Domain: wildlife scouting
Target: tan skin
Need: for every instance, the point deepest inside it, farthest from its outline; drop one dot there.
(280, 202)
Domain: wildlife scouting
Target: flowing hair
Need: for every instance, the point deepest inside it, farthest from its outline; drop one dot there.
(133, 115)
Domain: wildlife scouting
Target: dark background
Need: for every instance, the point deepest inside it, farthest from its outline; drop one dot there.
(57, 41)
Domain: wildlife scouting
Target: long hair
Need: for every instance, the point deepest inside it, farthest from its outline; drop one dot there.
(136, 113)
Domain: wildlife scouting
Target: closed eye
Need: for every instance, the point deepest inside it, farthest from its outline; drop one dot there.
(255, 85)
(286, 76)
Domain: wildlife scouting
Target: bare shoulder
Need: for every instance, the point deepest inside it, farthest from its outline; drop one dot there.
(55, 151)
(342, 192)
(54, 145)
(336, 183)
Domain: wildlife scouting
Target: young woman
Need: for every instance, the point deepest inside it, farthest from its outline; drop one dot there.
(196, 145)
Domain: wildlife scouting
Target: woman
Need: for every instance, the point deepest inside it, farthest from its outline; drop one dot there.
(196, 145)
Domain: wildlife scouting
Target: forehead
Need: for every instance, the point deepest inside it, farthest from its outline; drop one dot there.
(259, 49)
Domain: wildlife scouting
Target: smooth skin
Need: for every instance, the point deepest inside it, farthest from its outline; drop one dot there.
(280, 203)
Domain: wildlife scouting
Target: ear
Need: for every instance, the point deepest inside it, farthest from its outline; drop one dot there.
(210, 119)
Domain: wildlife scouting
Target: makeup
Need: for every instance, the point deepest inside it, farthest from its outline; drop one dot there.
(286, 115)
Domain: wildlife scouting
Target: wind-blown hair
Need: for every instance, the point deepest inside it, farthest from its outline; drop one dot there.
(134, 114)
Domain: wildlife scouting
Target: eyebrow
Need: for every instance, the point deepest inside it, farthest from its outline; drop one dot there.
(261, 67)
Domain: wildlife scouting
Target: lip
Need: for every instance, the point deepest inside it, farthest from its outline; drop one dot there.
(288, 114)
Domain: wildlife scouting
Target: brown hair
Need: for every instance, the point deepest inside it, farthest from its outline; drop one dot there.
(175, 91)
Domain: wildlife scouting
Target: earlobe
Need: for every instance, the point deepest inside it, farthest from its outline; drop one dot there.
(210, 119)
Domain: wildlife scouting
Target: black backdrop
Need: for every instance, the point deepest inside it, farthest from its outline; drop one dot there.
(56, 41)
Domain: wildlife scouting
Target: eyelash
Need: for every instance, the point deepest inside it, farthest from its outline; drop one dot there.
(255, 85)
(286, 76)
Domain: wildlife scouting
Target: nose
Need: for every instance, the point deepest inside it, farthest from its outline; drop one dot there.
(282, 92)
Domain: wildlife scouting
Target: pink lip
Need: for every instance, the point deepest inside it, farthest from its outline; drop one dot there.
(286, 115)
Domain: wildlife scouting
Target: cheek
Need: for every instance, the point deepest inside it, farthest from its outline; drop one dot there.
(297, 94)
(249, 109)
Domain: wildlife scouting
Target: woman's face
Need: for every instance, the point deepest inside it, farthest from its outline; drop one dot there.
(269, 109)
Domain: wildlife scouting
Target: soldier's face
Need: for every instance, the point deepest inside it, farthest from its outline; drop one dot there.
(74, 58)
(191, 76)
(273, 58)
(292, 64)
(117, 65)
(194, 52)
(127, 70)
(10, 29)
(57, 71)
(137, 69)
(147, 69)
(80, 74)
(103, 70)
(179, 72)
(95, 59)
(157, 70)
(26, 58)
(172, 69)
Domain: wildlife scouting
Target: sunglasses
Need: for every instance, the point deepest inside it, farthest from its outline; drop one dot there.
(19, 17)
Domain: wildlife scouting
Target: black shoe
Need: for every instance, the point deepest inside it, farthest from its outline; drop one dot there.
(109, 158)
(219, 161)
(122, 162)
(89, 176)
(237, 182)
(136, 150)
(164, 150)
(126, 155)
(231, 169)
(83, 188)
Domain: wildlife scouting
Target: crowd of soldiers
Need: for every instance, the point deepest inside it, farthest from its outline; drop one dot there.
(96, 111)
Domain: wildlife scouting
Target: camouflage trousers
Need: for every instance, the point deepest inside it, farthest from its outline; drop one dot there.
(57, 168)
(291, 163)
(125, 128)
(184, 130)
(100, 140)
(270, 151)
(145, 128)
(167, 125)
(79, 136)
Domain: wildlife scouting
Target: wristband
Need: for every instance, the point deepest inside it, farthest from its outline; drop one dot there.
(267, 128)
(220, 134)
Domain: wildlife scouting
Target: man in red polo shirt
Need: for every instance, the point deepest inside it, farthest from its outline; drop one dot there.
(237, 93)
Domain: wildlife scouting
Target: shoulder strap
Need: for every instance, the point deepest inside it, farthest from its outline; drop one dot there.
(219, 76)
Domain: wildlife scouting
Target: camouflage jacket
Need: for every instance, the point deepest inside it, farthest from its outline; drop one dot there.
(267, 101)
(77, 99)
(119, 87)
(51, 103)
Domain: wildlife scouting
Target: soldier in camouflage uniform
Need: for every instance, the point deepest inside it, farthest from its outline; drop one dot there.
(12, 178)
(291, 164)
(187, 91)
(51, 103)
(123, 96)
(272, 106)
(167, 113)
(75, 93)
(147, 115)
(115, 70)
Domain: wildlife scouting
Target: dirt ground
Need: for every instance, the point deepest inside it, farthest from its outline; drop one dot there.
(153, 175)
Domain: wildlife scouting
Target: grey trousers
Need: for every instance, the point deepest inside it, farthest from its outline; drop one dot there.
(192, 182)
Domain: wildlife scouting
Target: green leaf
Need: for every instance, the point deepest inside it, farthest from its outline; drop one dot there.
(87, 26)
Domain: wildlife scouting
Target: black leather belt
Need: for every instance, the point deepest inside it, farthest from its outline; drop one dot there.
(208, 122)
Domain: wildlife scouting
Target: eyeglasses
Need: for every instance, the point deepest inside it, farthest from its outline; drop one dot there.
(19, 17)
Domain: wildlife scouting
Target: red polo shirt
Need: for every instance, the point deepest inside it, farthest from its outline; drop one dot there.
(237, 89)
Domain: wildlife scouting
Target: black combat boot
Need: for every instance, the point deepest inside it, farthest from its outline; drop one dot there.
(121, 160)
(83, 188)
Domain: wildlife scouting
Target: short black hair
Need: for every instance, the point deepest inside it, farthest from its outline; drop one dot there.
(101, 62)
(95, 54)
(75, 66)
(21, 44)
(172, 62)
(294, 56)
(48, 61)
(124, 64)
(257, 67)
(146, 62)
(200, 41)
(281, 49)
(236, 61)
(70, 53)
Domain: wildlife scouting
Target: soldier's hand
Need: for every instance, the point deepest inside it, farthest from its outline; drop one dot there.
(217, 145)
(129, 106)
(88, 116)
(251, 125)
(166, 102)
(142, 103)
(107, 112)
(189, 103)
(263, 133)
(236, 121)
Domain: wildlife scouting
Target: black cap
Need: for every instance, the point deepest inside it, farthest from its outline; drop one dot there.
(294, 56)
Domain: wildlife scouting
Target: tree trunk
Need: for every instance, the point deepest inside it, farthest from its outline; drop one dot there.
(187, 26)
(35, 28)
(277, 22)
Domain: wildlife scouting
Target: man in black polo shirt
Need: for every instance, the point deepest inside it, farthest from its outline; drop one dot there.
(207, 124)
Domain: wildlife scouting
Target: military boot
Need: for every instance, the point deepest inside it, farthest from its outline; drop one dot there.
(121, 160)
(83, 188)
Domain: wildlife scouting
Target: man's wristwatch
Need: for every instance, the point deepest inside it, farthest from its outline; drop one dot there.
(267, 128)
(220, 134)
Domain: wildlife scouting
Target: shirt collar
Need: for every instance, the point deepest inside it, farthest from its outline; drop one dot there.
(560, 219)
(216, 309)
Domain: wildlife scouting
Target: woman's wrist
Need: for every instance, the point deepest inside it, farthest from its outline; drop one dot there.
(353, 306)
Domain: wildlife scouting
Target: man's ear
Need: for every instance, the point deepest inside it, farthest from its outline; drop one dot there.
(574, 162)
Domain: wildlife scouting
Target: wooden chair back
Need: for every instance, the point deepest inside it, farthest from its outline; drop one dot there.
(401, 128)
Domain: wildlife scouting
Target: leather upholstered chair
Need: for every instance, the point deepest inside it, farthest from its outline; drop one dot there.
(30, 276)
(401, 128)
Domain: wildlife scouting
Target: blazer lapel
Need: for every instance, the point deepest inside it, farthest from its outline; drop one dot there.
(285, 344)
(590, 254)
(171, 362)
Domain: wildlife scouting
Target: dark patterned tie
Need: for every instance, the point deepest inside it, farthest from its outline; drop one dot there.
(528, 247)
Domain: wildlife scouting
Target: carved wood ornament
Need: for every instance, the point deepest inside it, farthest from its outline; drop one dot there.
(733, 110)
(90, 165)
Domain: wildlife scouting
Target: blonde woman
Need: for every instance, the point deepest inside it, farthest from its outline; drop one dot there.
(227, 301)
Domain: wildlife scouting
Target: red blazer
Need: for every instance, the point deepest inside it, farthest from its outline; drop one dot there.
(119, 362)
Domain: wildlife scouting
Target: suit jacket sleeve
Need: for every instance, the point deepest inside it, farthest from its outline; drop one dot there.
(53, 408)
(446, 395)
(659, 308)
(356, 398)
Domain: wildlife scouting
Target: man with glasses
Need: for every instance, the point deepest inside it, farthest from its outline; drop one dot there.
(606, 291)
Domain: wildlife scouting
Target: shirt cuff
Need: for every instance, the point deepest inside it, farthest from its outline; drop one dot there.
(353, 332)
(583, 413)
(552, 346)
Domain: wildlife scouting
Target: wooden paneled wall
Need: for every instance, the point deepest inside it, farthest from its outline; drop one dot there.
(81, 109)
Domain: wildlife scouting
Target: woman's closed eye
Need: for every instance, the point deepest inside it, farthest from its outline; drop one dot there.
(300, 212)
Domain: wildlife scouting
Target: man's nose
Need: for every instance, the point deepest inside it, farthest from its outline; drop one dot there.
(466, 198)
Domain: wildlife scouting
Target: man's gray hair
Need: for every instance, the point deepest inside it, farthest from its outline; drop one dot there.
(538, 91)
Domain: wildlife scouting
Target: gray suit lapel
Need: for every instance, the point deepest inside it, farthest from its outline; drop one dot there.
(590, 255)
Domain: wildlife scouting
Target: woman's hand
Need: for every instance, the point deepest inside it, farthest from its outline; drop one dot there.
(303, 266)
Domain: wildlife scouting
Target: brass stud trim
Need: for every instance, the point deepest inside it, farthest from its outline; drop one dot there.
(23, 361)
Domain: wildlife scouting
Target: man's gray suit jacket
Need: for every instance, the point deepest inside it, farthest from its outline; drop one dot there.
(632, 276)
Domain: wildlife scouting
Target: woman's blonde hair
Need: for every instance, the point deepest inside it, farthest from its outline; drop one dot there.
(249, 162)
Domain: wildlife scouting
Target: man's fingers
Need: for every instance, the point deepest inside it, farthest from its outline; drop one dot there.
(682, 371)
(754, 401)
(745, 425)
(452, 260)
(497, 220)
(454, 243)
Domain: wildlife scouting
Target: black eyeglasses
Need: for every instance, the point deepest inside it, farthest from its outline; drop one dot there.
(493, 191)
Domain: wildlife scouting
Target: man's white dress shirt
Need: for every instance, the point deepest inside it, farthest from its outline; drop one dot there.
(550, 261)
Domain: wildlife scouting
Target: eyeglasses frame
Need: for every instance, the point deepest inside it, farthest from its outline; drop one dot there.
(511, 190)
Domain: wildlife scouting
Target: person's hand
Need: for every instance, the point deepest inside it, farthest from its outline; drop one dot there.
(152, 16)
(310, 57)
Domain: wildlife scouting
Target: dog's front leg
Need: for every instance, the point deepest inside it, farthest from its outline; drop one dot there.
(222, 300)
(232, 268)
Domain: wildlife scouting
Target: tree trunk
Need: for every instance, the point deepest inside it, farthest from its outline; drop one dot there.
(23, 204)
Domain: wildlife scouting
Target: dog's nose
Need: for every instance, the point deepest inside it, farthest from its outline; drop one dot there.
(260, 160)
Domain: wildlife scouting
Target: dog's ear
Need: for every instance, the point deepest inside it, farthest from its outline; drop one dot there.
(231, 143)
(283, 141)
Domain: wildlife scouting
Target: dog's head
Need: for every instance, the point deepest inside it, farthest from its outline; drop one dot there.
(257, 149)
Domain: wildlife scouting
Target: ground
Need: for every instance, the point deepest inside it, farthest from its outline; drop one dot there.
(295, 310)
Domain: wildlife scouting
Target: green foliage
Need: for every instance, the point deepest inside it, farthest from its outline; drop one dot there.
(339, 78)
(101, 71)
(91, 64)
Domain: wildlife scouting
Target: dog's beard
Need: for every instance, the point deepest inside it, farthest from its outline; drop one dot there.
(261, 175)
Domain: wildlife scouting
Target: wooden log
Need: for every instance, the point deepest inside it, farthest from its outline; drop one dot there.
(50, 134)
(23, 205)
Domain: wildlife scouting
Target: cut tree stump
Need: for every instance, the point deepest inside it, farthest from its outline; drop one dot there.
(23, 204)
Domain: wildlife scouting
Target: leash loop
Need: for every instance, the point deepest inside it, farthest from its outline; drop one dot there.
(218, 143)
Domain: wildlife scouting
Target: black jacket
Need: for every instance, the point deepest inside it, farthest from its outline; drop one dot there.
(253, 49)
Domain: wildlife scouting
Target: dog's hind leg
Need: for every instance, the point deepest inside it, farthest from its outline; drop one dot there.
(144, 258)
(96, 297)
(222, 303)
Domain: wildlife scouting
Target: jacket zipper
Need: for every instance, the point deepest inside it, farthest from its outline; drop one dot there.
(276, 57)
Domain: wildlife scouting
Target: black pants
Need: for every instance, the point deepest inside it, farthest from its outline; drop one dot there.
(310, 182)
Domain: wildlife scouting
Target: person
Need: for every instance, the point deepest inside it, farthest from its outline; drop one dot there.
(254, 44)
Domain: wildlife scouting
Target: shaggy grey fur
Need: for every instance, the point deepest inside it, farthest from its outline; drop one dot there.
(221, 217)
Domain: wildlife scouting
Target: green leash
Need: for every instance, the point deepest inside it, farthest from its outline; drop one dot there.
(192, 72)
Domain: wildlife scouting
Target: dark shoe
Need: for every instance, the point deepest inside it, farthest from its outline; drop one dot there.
--------------------
**Task:** Which lines in the items above contain the word "wooden"? List every such line in full.

**Solution to this problem:**
Target: wooden chair back
Target: wooden paneled wall
Target: wooden log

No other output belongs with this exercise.